■ **What this task involves**:
Starting at the line that contains "river in the photo above." in the listing below, write out every line word for word until you have written the line that contains "Q: Locate the cabinet".

■ **Materials provided**:
━━━

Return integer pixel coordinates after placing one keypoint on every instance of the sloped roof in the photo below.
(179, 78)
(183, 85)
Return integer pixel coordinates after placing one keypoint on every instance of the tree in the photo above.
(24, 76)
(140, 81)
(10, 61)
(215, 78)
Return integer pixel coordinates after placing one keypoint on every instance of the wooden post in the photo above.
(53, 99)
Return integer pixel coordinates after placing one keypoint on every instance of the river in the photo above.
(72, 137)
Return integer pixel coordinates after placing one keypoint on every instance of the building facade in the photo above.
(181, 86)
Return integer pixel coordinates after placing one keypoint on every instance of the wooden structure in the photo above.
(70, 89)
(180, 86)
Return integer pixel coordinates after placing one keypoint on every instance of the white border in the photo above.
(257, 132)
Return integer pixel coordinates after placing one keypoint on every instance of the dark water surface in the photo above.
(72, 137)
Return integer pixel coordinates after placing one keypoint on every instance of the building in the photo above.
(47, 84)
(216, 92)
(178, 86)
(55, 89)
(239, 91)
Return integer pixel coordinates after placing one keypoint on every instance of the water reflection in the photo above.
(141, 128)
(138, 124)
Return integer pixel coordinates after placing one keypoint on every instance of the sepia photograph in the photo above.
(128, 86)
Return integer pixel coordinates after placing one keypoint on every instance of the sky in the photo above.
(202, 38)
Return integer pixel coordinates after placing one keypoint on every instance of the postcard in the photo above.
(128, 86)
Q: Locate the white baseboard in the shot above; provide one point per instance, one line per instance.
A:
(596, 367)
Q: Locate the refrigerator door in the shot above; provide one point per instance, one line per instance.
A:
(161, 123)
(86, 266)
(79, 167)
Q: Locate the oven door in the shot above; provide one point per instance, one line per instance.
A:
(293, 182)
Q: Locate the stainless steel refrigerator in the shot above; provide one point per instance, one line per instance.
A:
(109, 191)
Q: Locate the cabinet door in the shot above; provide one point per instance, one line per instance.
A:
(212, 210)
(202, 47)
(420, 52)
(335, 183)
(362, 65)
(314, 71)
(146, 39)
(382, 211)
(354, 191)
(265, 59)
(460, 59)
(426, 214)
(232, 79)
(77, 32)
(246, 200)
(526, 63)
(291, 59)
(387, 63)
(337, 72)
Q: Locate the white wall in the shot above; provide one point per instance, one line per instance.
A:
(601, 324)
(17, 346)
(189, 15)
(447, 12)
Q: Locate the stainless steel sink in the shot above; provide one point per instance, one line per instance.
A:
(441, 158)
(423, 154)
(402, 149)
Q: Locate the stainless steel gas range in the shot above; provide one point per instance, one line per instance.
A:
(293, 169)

━━━

■ **Solution to this task**:
Return integer pixel coordinates after placing one keypoint on every instance of the river in the photo above.
(72, 137)
Return integer pixel coordinates after placing one keypoint on every instance of the building facade in the photo above.
(181, 86)
Return integer pixel coordinates after placing one keypoint on every instance of the wooden structure in the photo above.
(70, 89)
(180, 86)
Return integer pixel coordinates after placing one keypoint on every instance of the white border in the photo above.
(257, 132)
Return integer pixel coordinates after placing one keypoint on every instance of the dark water surface in the photo above.
(72, 137)
Return integer pixel coordinates after placing one keypoint on every instance of the building in the photo above.
(47, 84)
(216, 92)
(178, 86)
(55, 89)
(239, 91)
Return integer pixel coordinates after placing one keypoint on every instance of the water reflection in the photo above.
(141, 128)
(138, 124)
Return integer pixel coordinates after placing one keypoint on every instance of the sepia photograph in the photo above.
(128, 86)
Return integer pixel coordinates after placing one keypoint on every instance of the sky in the photo above.
(202, 38)
Return integer pixel coordinates after placing one keypoint on every instance of the postcard in the photo above.
(128, 86)
Q: Locate the white baseboard in the shot above; provide one point per instance, one line per instance.
A:
(596, 367)
Q: Locate the refrigerator door in the shot above; provide one point per instance, one line per instance.
A:
(161, 123)
(86, 266)
(79, 167)
Q: Locate the oven door in the shot above; provide one point per instance, one line per instance.
A:
(293, 182)
Q: Locate the stainless steel refrigerator in the shot above; provide one point per instance, one line per instance.
A:
(109, 191)
Q: Locate the cabinet door in the shot above; provide one point per instance, one line per instance.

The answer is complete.